----- SUPPLIED MATERIAL

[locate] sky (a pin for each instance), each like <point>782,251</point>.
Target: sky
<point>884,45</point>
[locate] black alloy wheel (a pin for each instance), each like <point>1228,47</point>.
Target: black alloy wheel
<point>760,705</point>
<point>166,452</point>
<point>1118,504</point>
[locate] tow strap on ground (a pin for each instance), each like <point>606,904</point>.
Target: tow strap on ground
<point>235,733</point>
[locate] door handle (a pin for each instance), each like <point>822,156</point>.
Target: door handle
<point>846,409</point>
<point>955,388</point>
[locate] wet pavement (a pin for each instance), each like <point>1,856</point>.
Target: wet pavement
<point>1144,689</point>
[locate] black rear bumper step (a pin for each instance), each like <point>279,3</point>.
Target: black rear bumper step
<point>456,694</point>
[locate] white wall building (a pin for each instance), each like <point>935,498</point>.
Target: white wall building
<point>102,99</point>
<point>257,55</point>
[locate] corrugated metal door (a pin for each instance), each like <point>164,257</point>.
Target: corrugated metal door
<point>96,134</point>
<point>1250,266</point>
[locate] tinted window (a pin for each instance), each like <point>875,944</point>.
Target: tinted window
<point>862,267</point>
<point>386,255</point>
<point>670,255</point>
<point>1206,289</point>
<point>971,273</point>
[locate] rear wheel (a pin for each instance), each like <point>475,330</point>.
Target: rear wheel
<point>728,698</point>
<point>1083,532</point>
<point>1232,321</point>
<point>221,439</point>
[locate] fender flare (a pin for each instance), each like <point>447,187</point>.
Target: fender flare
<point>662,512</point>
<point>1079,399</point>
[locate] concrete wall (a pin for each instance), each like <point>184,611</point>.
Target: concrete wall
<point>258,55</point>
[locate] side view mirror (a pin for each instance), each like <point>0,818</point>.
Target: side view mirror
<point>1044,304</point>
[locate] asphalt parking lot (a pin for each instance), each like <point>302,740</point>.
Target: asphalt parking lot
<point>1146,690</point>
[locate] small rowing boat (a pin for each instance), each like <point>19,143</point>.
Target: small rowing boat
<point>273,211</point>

----------

| TASK BRIEF |
Rename "tinted window" to "darkened window" everywhere it occurs in the dataset items above, and give every line back with nothing else altered.

| THE ANSWER |
[locate] sky (a pin for each instance), each like <point>782,251</point>.
Target: sky
<point>884,45</point>
[locate] black alloy wheel (a pin for each instance), each like <point>1228,47</point>.
Target: black alloy wheel
<point>760,705</point>
<point>166,452</point>
<point>1118,504</point>
[locate] tow strap on ground (a pin for each instance), each like <point>606,904</point>.
Target: tow strap on ground
<point>235,733</point>
[locate] door handle (a pin for each instance), each like <point>822,156</point>.
Target: door handle
<point>846,409</point>
<point>955,388</point>
[locate] wet pavement (a pin for each instance), each like <point>1,856</point>.
Target: wet pavement
<point>1144,689</point>
[locate] black rear bumper step (a pin for each instance), each like <point>279,3</point>.
Target: black rear bumper step
<point>456,694</point>
[locate] white wall building (a pin for each instance), each like <point>935,498</point>.
Target: white wall building
<point>102,99</point>
<point>257,55</point>
[locate] corrugated metal door (a pin for each instance), each like <point>164,257</point>.
Target: corrugated metal door
<point>96,134</point>
<point>1250,266</point>
[locate] darkened window (a pin for each instance), each like <point>875,944</point>.
Target: darkened window
<point>862,267</point>
<point>386,255</point>
<point>670,255</point>
<point>1206,289</point>
<point>971,273</point>
[locate] rear wheel (a pin for each instance), each like <point>475,330</point>.
Target: rear wheel
<point>728,698</point>
<point>1083,532</point>
<point>1232,321</point>
<point>221,439</point>
[locate] fender flare (a pin for each instance), each like <point>447,187</point>.
Target: fender flare
<point>662,512</point>
<point>1079,399</point>
[locate] concrete wall (a pin for each instance), each like <point>184,611</point>.
Target: concrete wall
<point>258,55</point>
[locate] side view mirror (a pin for each instance), each like <point>0,818</point>.
Target: side view mirror
<point>1044,304</point>
[locate] asphalt parking lot (a pin for each instance), each like <point>302,740</point>.
Target: asphalt parking lot
<point>1146,690</point>
[locate] small rowing boat (a pin for each instance), each like <point>19,143</point>.
Target: small rowing boat
<point>273,211</point>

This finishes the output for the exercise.